* _Instruction a_
Reproduce the passage of the TTM patch discussion below from "zhoucm1 zhoucm1 at" up to and including "a wrapper for pin function as below?".
=== Source extract ===
[PATCH] ttm: wait mem space if user allow while gpu busy

zhoucm1 zhoucm1 at amd.com
Wed Apr 24 07:17:51 UTC 2019


I made a patch as attached.

I'm not sure how to make patch as your proposal, Could you make a patch 
for that if mine isn't enough?

-David

On 2019年04月24日 15:12, Christian König wrote:
>> how about just adding a wrapper for pin function as below?
> I considered this as well and don't think it will work reliable.
>
> We could use it as a band aid for this specific problem, but in 
> general we need to improve the handling in TTM to resolve those kind 
> of resource conflicts.
>
> Regards,
> Christian.
>
> Am 23.04.19 um 17:09 schrieb Zhou, David(ChunMing):
>> >3. If we have a ticket we grab a reference to the first BO on the 
>> LRU, drop the LRU lock and try to grab the reservation lock with the 
>> ticket.
>>
>> The BO on LRU is already locked by cs user, can it be dropped here by 
>> DC user? and then DC user grab its lock with ticket, how does CS grab 
>> it again?
>>
>> If you think waiting in ttm has this risk, how about just adding a 
>> wrapper for pin function as below?
>> amdgpu_get_pin_bo_timeout()
>> {
>> do {
>> amdgpo_bo_reserve();
>> r=amdgpu_bo_pin();
>>
>> if(!r)
>>         break;
>> amdgpu_bo_unreserve();
>> timeout--;
>>
>> } while(timeout>0);
>>
>> }
>>
>> -------- Original Message --------
>> Subject: Re: [PATCH] ttm: wait mem space if user allow while gpu busy
>> From: Christian König
>> To: "Zhou, David(ChunMing)" ,"Koenig, Christian" ,"Liang, Prike" 
>> ,dri-devel at lists.freedesktop.org
>> CC:
>>
>> Well that's not so easy of hand.
>>
>> The basic problem here is that when you busy wait at this place you 
>> can easily run into situations where application A busy waits for B 
>> while B busy waits for A -> deadlock.
>>
>> So what we need here is the deadlock detection logic of the ww_mutex. 
>> To use this we at least need to do the following steps:
>>
>> 1. Reserve the BO in DC using a ww_mutex ticket (trivial).
>>
>> 2. If we then run into this EBUSY condition in TTM check if the BO we 
>> need memory for (or rather the ww_mutex of its reservation object) 
>> has a ticket assigned.
=== Dataset entries ===
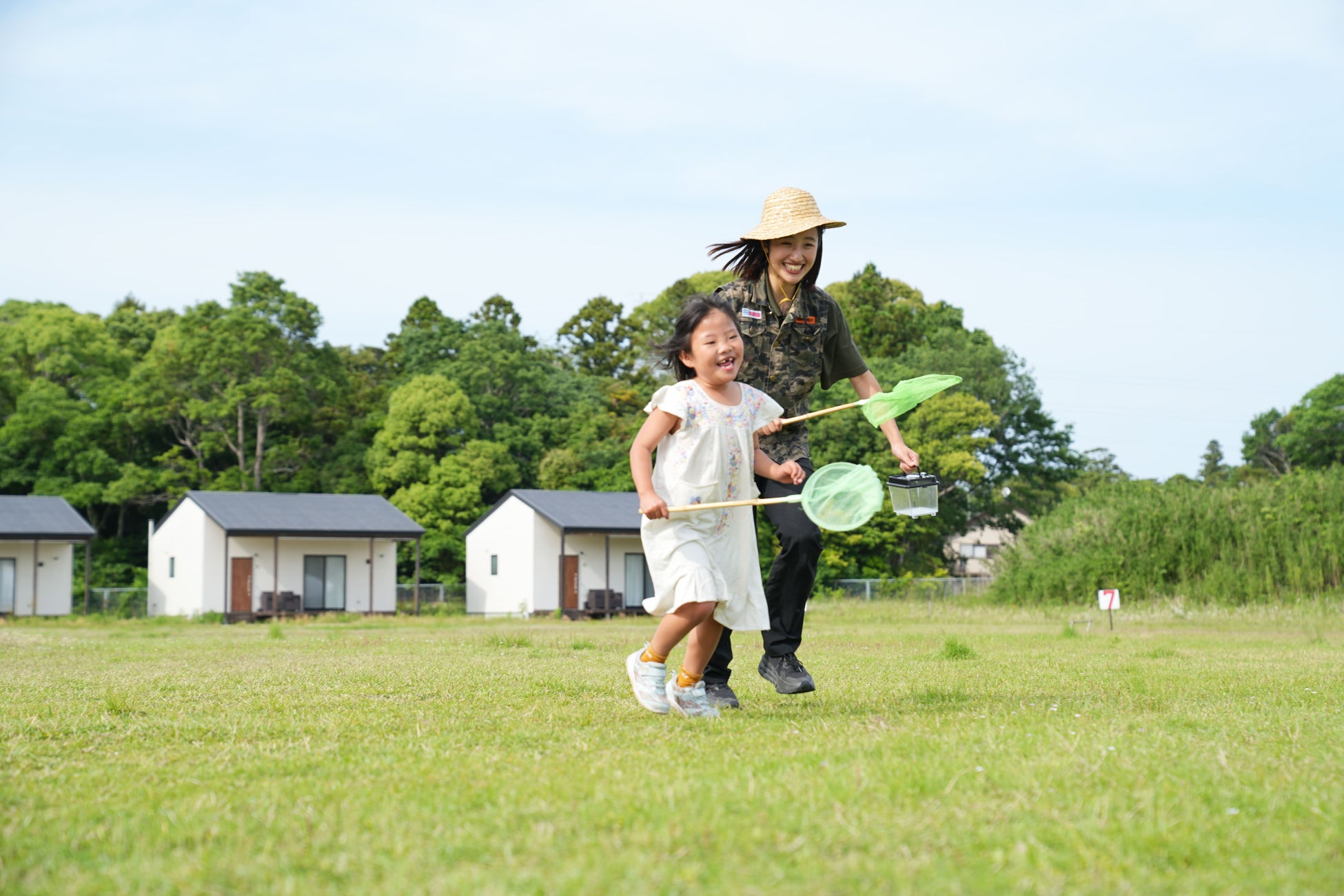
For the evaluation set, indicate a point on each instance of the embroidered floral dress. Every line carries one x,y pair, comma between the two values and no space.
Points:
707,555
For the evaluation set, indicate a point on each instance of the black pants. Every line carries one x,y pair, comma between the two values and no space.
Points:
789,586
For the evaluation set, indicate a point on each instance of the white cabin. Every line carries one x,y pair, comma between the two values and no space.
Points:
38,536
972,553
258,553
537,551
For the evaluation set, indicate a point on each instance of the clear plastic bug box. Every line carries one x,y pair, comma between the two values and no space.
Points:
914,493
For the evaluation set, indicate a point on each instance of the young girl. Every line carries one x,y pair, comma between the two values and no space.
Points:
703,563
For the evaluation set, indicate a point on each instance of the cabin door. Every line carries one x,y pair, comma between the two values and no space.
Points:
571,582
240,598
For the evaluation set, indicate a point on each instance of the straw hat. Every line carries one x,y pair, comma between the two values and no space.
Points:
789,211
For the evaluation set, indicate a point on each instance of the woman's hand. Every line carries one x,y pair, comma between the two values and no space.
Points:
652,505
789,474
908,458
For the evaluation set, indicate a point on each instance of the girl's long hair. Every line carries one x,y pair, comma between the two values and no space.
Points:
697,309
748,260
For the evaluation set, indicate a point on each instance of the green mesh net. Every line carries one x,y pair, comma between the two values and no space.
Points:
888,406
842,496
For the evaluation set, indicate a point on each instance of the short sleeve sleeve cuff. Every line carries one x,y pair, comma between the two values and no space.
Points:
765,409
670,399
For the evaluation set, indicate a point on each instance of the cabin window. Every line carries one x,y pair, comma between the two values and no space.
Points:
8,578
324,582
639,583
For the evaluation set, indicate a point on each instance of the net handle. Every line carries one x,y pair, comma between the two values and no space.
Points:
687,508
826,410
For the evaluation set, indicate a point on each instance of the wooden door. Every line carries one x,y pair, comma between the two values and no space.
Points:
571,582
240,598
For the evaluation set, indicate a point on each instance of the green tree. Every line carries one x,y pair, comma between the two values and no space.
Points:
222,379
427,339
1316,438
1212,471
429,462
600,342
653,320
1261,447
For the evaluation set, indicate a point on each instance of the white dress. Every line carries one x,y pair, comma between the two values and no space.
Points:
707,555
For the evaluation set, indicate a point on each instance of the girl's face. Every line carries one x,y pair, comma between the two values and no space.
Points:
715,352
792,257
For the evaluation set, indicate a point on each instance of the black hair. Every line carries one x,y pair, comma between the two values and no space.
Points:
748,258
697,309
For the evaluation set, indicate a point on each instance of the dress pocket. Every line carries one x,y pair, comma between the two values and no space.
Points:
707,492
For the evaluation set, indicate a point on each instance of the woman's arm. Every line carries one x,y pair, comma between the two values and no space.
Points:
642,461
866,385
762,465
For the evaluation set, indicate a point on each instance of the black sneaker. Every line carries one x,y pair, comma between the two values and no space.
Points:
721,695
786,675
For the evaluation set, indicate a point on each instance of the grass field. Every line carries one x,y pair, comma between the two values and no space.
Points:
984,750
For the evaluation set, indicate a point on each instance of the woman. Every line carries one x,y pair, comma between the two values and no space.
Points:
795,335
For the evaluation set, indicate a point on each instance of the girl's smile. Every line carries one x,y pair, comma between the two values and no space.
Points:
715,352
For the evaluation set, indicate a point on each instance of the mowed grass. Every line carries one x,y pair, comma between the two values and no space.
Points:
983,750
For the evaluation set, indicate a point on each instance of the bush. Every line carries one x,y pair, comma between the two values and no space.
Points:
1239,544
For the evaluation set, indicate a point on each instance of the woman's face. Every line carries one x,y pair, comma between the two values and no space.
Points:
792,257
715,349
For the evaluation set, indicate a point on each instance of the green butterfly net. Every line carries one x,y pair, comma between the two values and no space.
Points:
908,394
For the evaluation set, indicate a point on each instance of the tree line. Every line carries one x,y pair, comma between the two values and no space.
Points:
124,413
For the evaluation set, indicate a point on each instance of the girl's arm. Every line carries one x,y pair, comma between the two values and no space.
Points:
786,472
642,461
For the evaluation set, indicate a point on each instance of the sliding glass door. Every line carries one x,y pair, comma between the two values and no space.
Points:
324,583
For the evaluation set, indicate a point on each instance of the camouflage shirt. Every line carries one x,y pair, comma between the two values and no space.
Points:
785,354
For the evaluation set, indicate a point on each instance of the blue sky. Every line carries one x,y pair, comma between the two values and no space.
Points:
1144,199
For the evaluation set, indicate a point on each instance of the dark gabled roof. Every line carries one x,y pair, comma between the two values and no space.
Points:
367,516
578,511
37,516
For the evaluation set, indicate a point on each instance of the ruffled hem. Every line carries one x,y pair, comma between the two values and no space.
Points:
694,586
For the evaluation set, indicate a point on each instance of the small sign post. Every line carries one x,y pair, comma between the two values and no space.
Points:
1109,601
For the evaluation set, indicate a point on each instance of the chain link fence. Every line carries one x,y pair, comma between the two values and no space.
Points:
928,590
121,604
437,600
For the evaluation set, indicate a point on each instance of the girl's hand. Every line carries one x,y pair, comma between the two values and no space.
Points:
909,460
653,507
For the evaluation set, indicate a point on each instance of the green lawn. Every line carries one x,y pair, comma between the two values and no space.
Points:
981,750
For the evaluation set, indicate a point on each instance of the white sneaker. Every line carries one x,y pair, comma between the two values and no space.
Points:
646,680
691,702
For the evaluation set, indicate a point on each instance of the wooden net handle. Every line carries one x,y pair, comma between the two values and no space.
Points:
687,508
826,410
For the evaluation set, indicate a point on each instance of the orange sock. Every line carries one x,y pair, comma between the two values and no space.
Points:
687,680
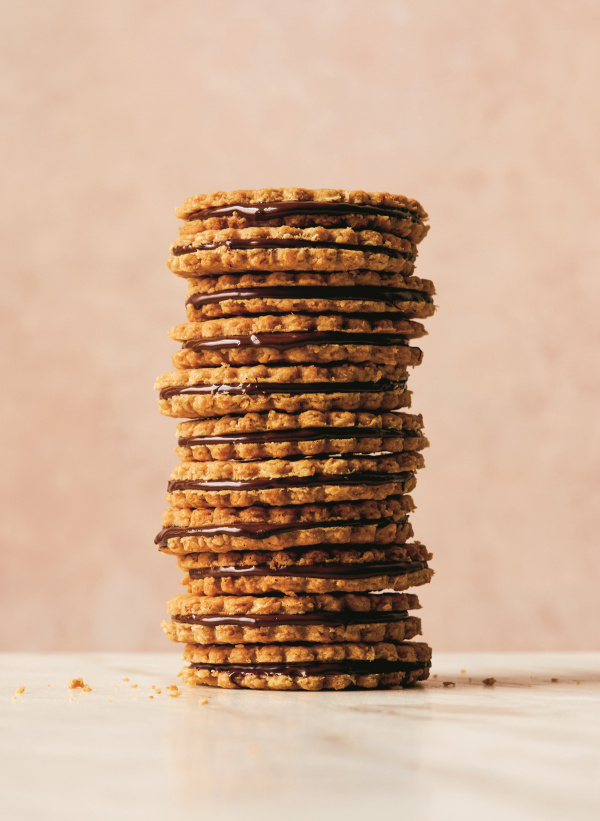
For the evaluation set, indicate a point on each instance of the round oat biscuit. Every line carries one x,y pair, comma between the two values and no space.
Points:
===
* _Instruction b_
Locate each line in the listing above that contains the string "field", and copy those lines. Treat uppercase and lowercase letters as different.

* _Written solution a_
zhoucm1 zhoucm1 at amd.com
Wed Apr 24 07:17:51 UTC 2019


I made a patch as attached.

I'm not sure how to make patch as your proposal, Could you make a patch 
for that if mine isn't enough?

-David

On 2019年04月24日 15:12, Christian König wrote:
>> how about just adding a wrapper for pin function as below?

* _Written solution b_
For the evaluation set, indicate a point on each instance of the grass field. Every line carries one x,y pair, comma between the two values and no space.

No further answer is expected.